**Work required:** Quote the data below in full, please, without altering anything.

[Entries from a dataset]
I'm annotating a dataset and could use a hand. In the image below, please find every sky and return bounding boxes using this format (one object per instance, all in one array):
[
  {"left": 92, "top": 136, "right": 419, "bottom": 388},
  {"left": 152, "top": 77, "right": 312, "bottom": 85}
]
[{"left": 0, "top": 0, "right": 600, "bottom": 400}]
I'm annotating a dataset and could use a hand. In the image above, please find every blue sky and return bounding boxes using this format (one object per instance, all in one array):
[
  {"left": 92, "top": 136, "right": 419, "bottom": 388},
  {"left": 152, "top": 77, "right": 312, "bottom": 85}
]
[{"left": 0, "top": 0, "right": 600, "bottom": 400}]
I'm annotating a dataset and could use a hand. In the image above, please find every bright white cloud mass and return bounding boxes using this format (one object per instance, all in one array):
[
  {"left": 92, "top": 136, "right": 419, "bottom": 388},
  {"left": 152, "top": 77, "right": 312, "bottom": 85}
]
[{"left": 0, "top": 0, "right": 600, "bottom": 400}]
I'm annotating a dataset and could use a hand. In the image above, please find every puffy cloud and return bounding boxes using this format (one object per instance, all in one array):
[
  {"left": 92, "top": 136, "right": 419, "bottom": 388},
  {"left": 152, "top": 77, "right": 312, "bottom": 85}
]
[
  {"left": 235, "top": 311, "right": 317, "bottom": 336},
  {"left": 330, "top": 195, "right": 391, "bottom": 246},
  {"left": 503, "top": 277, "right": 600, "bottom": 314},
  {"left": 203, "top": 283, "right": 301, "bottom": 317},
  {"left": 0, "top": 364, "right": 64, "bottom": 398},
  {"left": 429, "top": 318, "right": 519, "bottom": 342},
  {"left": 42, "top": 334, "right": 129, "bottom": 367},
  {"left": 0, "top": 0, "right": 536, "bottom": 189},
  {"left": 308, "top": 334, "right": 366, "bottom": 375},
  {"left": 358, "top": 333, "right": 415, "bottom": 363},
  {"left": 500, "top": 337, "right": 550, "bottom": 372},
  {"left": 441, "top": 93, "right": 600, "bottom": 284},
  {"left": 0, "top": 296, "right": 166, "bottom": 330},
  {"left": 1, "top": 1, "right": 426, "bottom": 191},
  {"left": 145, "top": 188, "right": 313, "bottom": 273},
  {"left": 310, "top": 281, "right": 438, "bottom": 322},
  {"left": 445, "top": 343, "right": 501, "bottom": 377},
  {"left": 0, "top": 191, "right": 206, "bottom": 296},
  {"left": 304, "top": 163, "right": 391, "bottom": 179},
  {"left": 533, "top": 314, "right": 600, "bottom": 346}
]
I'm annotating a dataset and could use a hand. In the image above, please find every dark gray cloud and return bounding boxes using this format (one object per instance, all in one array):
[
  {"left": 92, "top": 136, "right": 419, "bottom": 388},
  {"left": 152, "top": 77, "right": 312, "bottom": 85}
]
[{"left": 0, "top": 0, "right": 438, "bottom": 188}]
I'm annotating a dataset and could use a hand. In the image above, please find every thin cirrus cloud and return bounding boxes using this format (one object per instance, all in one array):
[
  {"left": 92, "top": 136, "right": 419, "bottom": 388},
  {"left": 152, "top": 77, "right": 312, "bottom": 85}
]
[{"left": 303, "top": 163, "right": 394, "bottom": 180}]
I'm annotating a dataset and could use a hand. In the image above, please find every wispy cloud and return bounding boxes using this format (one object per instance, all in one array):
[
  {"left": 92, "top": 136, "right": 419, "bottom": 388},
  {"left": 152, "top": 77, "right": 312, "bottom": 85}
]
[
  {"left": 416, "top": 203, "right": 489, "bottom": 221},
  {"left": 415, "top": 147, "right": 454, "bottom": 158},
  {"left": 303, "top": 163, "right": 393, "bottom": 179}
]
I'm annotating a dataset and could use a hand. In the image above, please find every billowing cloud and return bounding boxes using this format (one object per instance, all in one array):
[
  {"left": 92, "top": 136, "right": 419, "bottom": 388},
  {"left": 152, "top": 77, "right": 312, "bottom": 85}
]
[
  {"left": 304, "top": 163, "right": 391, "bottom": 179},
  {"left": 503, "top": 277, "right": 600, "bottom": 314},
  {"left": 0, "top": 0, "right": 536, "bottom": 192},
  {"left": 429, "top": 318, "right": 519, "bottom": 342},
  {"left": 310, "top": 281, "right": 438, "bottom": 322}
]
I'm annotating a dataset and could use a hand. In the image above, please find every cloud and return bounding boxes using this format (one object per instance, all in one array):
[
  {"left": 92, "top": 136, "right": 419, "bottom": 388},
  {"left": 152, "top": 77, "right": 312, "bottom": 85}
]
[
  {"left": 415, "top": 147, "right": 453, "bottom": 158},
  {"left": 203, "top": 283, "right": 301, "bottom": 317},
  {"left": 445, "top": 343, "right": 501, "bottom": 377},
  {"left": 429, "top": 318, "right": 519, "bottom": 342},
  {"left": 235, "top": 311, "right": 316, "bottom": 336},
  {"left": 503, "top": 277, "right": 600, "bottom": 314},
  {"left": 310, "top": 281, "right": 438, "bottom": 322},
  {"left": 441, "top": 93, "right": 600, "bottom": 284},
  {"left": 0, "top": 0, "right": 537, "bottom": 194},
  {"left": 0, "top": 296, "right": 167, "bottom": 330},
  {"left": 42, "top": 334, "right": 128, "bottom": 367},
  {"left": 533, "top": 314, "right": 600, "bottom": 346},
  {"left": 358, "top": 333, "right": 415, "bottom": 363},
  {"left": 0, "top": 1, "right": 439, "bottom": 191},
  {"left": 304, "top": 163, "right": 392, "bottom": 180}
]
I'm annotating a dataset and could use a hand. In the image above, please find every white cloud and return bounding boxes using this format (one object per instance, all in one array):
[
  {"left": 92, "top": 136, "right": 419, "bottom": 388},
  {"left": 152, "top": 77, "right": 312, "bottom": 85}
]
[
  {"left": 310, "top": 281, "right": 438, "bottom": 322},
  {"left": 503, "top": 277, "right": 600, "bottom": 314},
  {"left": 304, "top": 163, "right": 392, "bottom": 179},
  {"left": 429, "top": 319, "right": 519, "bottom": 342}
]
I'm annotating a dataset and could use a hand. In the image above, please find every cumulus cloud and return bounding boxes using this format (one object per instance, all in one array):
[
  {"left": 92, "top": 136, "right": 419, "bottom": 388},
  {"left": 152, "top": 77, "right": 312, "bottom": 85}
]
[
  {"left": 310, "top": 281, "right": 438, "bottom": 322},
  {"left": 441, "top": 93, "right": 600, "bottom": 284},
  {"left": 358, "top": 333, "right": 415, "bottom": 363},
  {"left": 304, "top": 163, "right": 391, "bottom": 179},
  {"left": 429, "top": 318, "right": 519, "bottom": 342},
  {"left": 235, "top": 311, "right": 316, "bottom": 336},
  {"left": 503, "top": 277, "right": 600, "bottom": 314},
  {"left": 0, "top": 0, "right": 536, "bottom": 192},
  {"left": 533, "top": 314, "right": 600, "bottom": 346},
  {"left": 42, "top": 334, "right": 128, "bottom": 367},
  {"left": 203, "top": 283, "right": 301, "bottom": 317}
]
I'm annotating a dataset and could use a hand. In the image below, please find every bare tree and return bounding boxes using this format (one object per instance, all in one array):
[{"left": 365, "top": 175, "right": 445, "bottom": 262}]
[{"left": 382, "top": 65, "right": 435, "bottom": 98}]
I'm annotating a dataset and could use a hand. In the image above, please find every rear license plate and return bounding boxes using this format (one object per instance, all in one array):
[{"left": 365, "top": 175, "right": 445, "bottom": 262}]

**Solution to the exercise:**
I'm annotating a dataset and could use a hand. In the image below, please find every sky and return bounding boxes using this format (one object per instance, all in one array):
[
  {"left": 92, "top": 136, "right": 419, "bottom": 388},
  {"left": 152, "top": 77, "right": 312, "bottom": 85}
]
[{"left": 0, "top": 0, "right": 600, "bottom": 400}]
I'm annotating a dataset and could use a hand. In the image above, please find every blue sky and return bounding boxes using this format (one object per instance, all in one array):
[
  {"left": 92, "top": 136, "right": 419, "bottom": 388},
  {"left": 152, "top": 77, "right": 312, "bottom": 85}
]
[{"left": 0, "top": 0, "right": 600, "bottom": 400}]
I'm annotating a dataset and could use a hand. In the image above, please find every bright white cloud mass and return bounding boxes using this format (one object per instance, all in one array):
[
  {"left": 92, "top": 136, "right": 419, "bottom": 388},
  {"left": 152, "top": 77, "right": 312, "bottom": 85}
]
[{"left": 0, "top": 0, "right": 600, "bottom": 400}]
I'm annotating a dataset and could use a hand. In the image above, please find every puffy cloud and return bounding boxes using this format (one object per instance, all in one array):
[
  {"left": 92, "top": 136, "right": 419, "bottom": 388},
  {"left": 152, "top": 77, "right": 312, "bottom": 85}
]
[
  {"left": 235, "top": 311, "right": 317, "bottom": 336},
  {"left": 330, "top": 195, "right": 391, "bottom": 246},
  {"left": 503, "top": 277, "right": 600, "bottom": 314},
  {"left": 203, "top": 283, "right": 301, "bottom": 317},
  {"left": 0, "top": 364, "right": 64, "bottom": 398},
  {"left": 429, "top": 318, "right": 519, "bottom": 342},
  {"left": 42, "top": 334, "right": 129, "bottom": 367},
  {"left": 0, "top": 0, "right": 536, "bottom": 189},
  {"left": 308, "top": 334, "right": 366, "bottom": 375},
  {"left": 358, "top": 333, "right": 415, "bottom": 363},
  {"left": 500, "top": 337, "right": 550, "bottom": 372},
  {"left": 441, "top": 93, "right": 600, "bottom": 284},
  {"left": 0, "top": 296, "right": 166, "bottom": 330},
  {"left": 1, "top": 1, "right": 426, "bottom": 191},
  {"left": 145, "top": 188, "right": 313, "bottom": 273},
  {"left": 310, "top": 281, "right": 438, "bottom": 322},
  {"left": 445, "top": 343, "right": 501, "bottom": 377},
  {"left": 0, "top": 191, "right": 206, "bottom": 296},
  {"left": 304, "top": 163, "right": 391, "bottom": 179},
  {"left": 533, "top": 314, "right": 600, "bottom": 346}
]
I'm annotating a dataset and could use a hand. In the image above, please find every dark gray cloud and return bounding boxes using this format (one object per instance, all in one array):
[
  {"left": 92, "top": 136, "right": 419, "bottom": 388},
  {"left": 152, "top": 77, "right": 312, "bottom": 85}
]
[{"left": 0, "top": 0, "right": 438, "bottom": 188}]
I'm annotating a dataset and could use a hand. In the image above, please find every thin cirrus cloud and return bounding boxes using this format (one object per instance, all in one array):
[
  {"left": 92, "top": 136, "right": 419, "bottom": 388},
  {"left": 152, "top": 77, "right": 312, "bottom": 85}
]
[{"left": 303, "top": 163, "right": 394, "bottom": 180}]
I'm annotating a dataset and could use a hand. In the image above, please find every wispy cloud and return bounding boxes using this format (one object per instance, all in one array):
[
  {"left": 92, "top": 136, "right": 419, "bottom": 388},
  {"left": 152, "top": 77, "right": 312, "bottom": 85}
]
[
  {"left": 416, "top": 203, "right": 489, "bottom": 221},
  {"left": 415, "top": 147, "right": 454, "bottom": 158},
  {"left": 303, "top": 163, "right": 393, "bottom": 179}
]
I'm annotating a dataset and could use a hand. In the image above, please find every billowing cloud and return bounding boxes using this format (one object per instance, all in one array):
[
  {"left": 92, "top": 136, "right": 419, "bottom": 388},
  {"left": 152, "top": 77, "right": 312, "bottom": 85}
]
[
  {"left": 304, "top": 163, "right": 391, "bottom": 179},
  {"left": 503, "top": 277, "right": 600, "bottom": 314},
  {"left": 0, "top": 0, "right": 536, "bottom": 192},
  {"left": 429, "top": 318, "right": 519, "bottom": 342},
  {"left": 310, "top": 281, "right": 438, "bottom": 322}
]
I'm annotating a dataset and could use a hand. In the image above, please find every cloud and return bounding boxes using this format (one object per instance, all in one array):
[
  {"left": 92, "top": 136, "right": 419, "bottom": 388},
  {"left": 152, "top": 77, "right": 312, "bottom": 85}
]
[
  {"left": 415, "top": 147, "right": 453, "bottom": 158},
  {"left": 203, "top": 283, "right": 301, "bottom": 317},
  {"left": 445, "top": 343, "right": 501, "bottom": 377},
  {"left": 429, "top": 318, "right": 519, "bottom": 342},
  {"left": 235, "top": 311, "right": 316, "bottom": 336},
  {"left": 503, "top": 277, "right": 600, "bottom": 314},
  {"left": 310, "top": 281, "right": 438, "bottom": 322},
  {"left": 441, "top": 93, "right": 600, "bottom": 284},
  {"left": 0, "top": 0, "right": 537, "bottom": 194},
  {"left": 0, "top": 296, "right": 167, "bottom": 330},
  {"left": 42, "top": 334, "right": 128, "bottom": 367},
  {"left": 533, "top": 314, "right": 600, "bottom": 346},
  {"left": 358, "top": 333, "right": 415, "bottom": 363},
  {"left": 0, "top": 1, "right": 439, "bottom": 191},
  {"left": 304, "top": 163, "right": 392, "bottom": 180}
]
I'm annotating a dataset and could use a hand. In the image above, please find every white cloud and return bounding boxes using this format (one object per instance, all in one array):
[
  {"left": 92, "top": 136, "right": 419, "bottom": 388},
  {"left": 152, "top": 77, "right": 312, "bottom": 85}
]
[
  {"left": 310, "top": 281, "right": 438, "bottom": 322},
  {"left": 503, "top": 277, "right": 600, "bottom": 314},
  {"left": 304, "top": 163, "right": 392, "bottom": 179},
  {"left": 429, "top": 319, "right": 519, "bottom": 342}
]
I'm annotating a dataset and could use a hand. In the image above, please find every cumulus cloud and return bounding boxes using this format (one object per instance, all in one array):
[
  {"left": 92, "top": 136, "right": 419, "bottom": 388},
  {"left": 152, "top": 77, "right": 312, "bottom": 85}
]
[
  {"left": 310, "top": 281, "right": 438, "bottom": 322},
  {"left": 441, "top": 93, "right": 600, "bottom": 284},
  {"left": 358, "top": 333, "right": 415, "bottom": 363},
  {"left": 304, "top": 163, "right": 391, "bottom": 179},
  {"left": 429, "top": 318, "right": 519, "bottom": 342},
  {"left": 235, "top": 311, "right": 316, "bottom": 336},
  {"left": 503, "top": 277, "right": 600, "bottom": 314},
  {"left": 0, "top": 0, "right": 536, "bottom": 192},
  {"left": 533, "top": 314, "right": 600, "bottom": 346},
  {"left": 42, "top": 334, "right": 128, "bottom": 367},
  {"left": 203, "top": 283, "right": 301, "bottom": 317}
]
I'm annotating a dataset and could use a hand. In the image below, please find every bare tree and return bounding boxes using this format (one object per instance, all in one array):
[{"left": 365, "top": 175, "right": 445, "bottom": 262}]
[{"left": 382, "top": 65, "right": 435, "bottom": 98}]
I'm annotating a dataset and could use a hand. In the image above, please find every rear license plate and return bounding boxes using this format (one object per instance, all in one array):
[{"left": 365, "top": 175, "right": 445, "bottom": 262}]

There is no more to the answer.